--- Point labeling dataset excerpts ---
——

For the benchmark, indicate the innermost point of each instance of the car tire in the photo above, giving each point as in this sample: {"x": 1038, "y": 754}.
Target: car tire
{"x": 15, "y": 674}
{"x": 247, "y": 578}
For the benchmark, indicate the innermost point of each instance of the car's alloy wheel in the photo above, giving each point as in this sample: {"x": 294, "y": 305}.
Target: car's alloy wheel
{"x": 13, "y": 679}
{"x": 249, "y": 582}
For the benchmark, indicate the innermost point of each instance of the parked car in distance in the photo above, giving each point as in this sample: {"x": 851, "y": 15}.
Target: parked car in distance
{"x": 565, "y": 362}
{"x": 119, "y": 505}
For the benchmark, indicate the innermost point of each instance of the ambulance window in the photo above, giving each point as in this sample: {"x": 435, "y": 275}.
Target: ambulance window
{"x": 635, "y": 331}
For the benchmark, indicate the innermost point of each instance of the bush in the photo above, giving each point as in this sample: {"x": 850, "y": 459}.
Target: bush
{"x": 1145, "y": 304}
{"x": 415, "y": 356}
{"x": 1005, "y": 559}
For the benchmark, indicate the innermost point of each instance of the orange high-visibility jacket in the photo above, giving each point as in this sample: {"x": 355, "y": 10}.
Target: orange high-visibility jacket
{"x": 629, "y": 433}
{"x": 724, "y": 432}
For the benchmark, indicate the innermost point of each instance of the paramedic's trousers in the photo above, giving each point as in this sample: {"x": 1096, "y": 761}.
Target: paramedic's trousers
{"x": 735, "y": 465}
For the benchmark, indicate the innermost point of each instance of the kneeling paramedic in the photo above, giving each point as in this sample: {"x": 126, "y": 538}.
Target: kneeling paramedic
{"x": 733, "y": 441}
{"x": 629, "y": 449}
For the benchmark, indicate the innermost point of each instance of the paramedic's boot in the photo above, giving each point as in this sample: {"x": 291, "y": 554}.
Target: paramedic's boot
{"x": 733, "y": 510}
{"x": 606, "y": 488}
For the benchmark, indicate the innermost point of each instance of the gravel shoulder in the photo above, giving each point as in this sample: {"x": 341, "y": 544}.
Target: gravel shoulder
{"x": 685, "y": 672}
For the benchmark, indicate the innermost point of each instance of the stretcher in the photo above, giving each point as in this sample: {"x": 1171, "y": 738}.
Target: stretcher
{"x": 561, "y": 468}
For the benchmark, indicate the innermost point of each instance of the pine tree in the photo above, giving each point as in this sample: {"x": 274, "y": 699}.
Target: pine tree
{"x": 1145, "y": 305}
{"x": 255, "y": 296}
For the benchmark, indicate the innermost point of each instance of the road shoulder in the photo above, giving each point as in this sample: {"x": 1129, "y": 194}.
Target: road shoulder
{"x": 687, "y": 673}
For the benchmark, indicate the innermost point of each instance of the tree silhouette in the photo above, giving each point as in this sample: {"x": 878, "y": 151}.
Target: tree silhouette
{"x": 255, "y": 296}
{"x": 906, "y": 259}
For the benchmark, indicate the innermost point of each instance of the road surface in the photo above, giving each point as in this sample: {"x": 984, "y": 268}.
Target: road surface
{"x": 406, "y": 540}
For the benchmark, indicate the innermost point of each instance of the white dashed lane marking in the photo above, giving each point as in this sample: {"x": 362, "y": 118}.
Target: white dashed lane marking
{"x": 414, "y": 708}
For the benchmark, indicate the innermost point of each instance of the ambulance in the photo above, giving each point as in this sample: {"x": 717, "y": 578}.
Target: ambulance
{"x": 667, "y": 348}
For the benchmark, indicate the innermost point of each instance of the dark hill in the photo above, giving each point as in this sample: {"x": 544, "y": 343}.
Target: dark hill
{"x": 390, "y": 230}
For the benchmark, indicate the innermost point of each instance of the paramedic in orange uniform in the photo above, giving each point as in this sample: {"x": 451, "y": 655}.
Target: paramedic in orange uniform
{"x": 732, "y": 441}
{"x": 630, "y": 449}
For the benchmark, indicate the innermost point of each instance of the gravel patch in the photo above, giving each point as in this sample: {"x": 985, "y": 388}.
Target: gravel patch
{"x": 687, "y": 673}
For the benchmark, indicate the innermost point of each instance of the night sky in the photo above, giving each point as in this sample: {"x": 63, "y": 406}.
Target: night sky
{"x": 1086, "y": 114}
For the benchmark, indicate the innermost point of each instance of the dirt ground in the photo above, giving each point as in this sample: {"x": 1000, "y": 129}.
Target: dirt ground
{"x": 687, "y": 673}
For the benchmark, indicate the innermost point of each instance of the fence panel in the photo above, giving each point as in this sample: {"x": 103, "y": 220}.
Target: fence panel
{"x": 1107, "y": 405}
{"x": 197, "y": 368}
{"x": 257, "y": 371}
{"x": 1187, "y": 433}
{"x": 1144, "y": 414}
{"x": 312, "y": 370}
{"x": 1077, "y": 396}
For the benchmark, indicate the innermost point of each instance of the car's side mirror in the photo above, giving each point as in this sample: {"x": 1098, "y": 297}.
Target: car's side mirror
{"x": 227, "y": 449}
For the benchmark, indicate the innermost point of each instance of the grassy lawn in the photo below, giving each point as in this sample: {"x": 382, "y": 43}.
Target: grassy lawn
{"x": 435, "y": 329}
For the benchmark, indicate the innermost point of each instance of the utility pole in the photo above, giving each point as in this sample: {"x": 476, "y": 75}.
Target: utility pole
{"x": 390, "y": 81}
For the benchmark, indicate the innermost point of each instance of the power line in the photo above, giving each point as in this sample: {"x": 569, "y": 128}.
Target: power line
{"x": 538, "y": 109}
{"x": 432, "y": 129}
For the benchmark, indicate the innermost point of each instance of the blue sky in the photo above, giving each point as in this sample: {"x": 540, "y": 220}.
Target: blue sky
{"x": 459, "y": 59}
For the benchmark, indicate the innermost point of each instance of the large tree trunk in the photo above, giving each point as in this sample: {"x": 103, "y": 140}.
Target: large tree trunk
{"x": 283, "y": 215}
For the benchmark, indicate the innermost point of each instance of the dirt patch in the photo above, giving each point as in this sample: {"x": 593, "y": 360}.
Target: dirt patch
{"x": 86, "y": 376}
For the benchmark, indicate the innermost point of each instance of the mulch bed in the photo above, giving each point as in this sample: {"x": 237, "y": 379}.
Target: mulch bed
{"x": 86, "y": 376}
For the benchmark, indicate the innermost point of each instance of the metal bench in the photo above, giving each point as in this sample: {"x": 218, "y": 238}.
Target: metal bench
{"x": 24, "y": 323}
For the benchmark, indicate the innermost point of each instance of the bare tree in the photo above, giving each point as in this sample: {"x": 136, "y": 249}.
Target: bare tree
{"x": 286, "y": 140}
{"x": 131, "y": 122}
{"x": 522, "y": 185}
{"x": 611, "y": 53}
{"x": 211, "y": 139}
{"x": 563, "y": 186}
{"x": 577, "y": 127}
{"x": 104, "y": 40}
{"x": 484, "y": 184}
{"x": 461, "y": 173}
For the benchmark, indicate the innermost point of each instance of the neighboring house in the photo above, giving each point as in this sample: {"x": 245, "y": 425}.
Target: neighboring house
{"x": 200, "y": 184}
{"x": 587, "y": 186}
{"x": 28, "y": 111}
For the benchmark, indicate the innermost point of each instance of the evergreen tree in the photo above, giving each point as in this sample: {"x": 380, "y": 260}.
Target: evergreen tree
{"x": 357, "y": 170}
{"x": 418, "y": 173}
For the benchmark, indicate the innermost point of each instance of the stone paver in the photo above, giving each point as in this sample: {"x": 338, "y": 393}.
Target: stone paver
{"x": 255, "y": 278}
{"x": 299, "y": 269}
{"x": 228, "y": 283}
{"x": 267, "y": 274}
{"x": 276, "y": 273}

——

Provide an exact reproduction of all the entries shown above.

For the benchmark, indicate the innermost point of each instance of the car tire in the photo above, giving each point as in this sample: {"x": 1038, "y": 754}.
Target: car tire
{"x": 15, "y": 674}
{"x": 247, "y": 578}
For the benchmark, indicate the innermost point of each instance of the car's alloy wheel in the photo above, giving each point as in this sample: {"x": 294, "y": 305}.
Target: car's alloy wheel
{"x": 13, "y": 679}
{"x": 249, "y": 582}
For the benchmark, indicate the innermost point of each instance of the parked car in distance in the photo above, giving each point as in this sample: {"x": 851, "y": 15}.
Target: parked car in distance
{"x": 565, "y": 362}
{"x": 119, "y": 505}
For the benchmark, indicate the innermost point of each instance of the ambulance window in the photo above, giving each point as in this sample: {"x": 435, "y": 275}.
Target: ambulance window
{"x": 635, "y": 331}
For the benchmark, indicate the innermost point of each instance of the bush in the photo above, giving each point as in this sample: {"x": 850, "y": 459}.
Target: bush
{"x": 1145, "y": 304}
{"x": 415, "y": 356}
{"x": 1005, "y": 559}
For the benchmark, indicate the innermost point of each instance of the orange high-visibility jacket in the photo above, giving each point as in this sample: {"x": 355, "y": 10}.
Target: orange high-visibility jacket
{"x": 629, "y": 433}
{"x": 724, "y": 432}
For the benchmark, indicate the innermost point of each instance of the paramedic's trousers in the photo above, giving each point as in this sample: {"x": 1096, "y": 761}.
Target: paramedic's trousers
{"x": 735, "y": 465}
For the benchmark, indicate the innermost point of each instance of the kneeling paramedic in the photo above, giving each point as in this sample: {"x": 126, "y": 538}.
Target: kneeling paramedic
{"x": 733, "y": 441}
{"x": 629, "y": 449}
For the benchmark, indicate the innermost point of each instance of the paramedic's boot in the photo above, giving each point as in this sample: {"x": 291, "y": 554}.
Target: paramedic's boot
{"x": 733, "y": 510}
{"x": 606, "y": 488}
For the benchmark, indicate the innermost point of each instance of the gravel shoulder in the photo above, giving each point as in this sample: {"x": 341, "y": 544}.
Target: gravel shoulder
{"x": 685, "y": 672}
For the benchmark, indicate the innermost point of each instance of the stretcher in the photo above, giving each point as in this sample: {"x": 1171, "y": 738}.
Target: stretcher
{"x": 561, "y": 468}
For the benchmark, indicate the innermost point of each instance of the pine tree in the photo above, giving each point as in this sample: {"x": 274, "y": 699}.
Target: pine tree
{"x": 1145, "y": 305}
{"x": 255, "y": 296}
For the benchmark, indicate the innermost point of each instance of the road shoulder in the photo above, giving each point as in this sample: {"x": 1129, "y": 194}.
Target: road shoulder
{"x": 687, "y": 673}
For the benchmark, indicate the innermost point of each instance of the tree silhouette in the photo above, giving each point as in this sample: {"x": 878, "y": 151}.
Target: tree silhouette
{"x": 255, "y": 296}
{"x": 906, "y": 259}
For the benchmark, indicate the innermost point of each instance of the road surface in the photo above, giving each point as in this sample: {"x": 984, "y": 268}.
Target: road surface
{"x": 406, "y": 540}
For the benchmark, indicate the innermost point of each instance of the white dashed lane marking in the photo above, giving each point as in this sample: {"x": 362, "y": 118}.
Target: white dashed lane marking
{"x": 414, "y": 708}
For the benchmark, indicate the innermost point of each instance of the ambulance in the photo above, giving each point as in this sample: {"x": 717, "y": 578}.
Target: ambulance
{"x": 667, "y": 348}
For the benchmark, indicate the innermost point of each instance of the dark hill in the photo above, giving each point as in this sample: {"x": 544, "y": 343}.
Target: dark hill
{"x": 390, "y": 230}
For the benchmark, indicate the innermost point of each instance of the paramedic in orange uniform in the photo above, giving each point as in this sample: {"x": 451, "y": 655}.
Target: paramedic in orange uniform
{"x": 732, "y": 441}
{"x": 630, "y": 449}
For the benchmark, indicate the innermost point of each instance of the gravel patch in the photo above, giving each point as in this sample: {"x": 985, "y": 388}.
Target: gravel patch
{"x": 687, "y": 673}
For the benchmark, indicate the innermost point of each instance of the night sky in the photo above, giving each point as in this sample: {"x": 63, "y": 406}.
Target: night sky
{"x": 1086, "y": 114}
For the benchmark, indicate the innermost point of each instance of the dirt ground in the photo above, giving each point as in this sample: {"x": 1000, "y": 129}.
Target: dirt ground
{"x": 687, "y": 673}
For the benchmark, indicate the innermost point of each instance of the fence panel in the photo above, giving each point as in this sample: {"x": 103, "y": 220}.
Target: fence panel
{"x": 1107, "y": 405}
{"x": 197, "y": 368}
{"x": 257, "y": 371}
{"x": 1187, "y": 433}
{"x": 1144, "y": 414}
{"x": 312, "y": 370}
{"x": 1077, "y": 396}
For the benchmark, indicate the innermost point of each instance of the car's side mirror in the photo above, giving each point as in this sample: {"x": 1098, "y": 297}.
Target: car's side mirror
{"x": 227, "y": 449}
For the benchmark, indicate the innermost point of each instance of the grassy lawn in the photo below, giving each point as in this sample: {"x": 382, "y": 43}.
Target: grassy lawn
{"x": 435, "y": 329}
For the benchmark, indicate the innermost point of each instance of the utility pole in the photo above, giving each point as in this sample: {"x": 476, "y": 75}.
Target: utility pole
{"x": 390, "y": 81}
For the benchmark, indicate the innermost point of each instance of the power line in the photo above, giving each point as in this sample: {"x": 569, "y": 128}.
Target: power line
{"x": 538, "y": 109}
{"x": 432, "y": 129}
For the benchmark, indicate the innermost point of each instance of the blue sky in the photo above, giving each point as in this sample: {"x": 540, "y": 220}.
Target: blue sky
{"x": 459, "y": 59}
For the benchmark, indicate the innermost point of each instance of the large tree trunk in the photo above, giving each point as in this sample: {"x": 103, "y": 140}.
Target: large tree trunk
{"x": 283, "y": 215}
For the benchmark, indicate the innermost point of each instance of the dirt patch in the photo above, giving each point as in this sample: {"x": 593, "y": 360}.
Target: dirt patch
{"x": 86, "y": 376}
For the benchmark, indicate the innermost point of each instance of the mulch bed in the photo above, giving each point as in this sample: {"x": 237, "y": 379}.
Target: mulch bed
{"x": 86, "y": 376}
For the benchmark, indicate the innermost point of each instance of the metal bench in the photo above, giving each point as in this sample: {"x": 218, "y": 238}.
Target: metal bench
{"x": 24, "y": 323}
For the benchmark, indicate the innermost point of each instance of the bare tree in the photo above, giving each point as in this sample: {"x": 136, "y": 249}.
Target: bare tree
{"x": 286, "y": 140}
{"x": 131, "y": 122}
{"x": 522, "y": 185}
{"x": 611, "y": 53}
{"x": 211, "y": 139}
{"x": 563, "y": 186}
{"x": 577, "y": 127}
{"x": 104, "y": 40}
{"x": 484, "y": 184}
{"x": 461, "y": 173}
For the benchmark, indicate the innermost point of each instance of the neighboring house in the photo above, giving each point as in this sample: {"x": 245, "y": 425}.
Target: neighboring house
{"x": 200, "y": 184}
{"x": 587, "y": 186}
{"x": 28, "y": 111}
For the benchmark, indicate the innermost point of each instance of the evergreen tree in the photo above, giving each point as in this sample: {"x": 380, "y": 260}.
Target: evergreen tree
{"x": 357, "y": 170}
{"x": 418, "y": 173}
For the benchmark, indicate the innermost point of each instance of the stone paver in the photo above, giving each point as in this sample: {"x": 338, "y": 393}.
Target: stone paver
{"x": 255, "y": 278}
{"x": 299, "y": 269}
{"x": 228, "y": 283}
{"x": 267, "y": 274}
{"x": 276, "y": 273}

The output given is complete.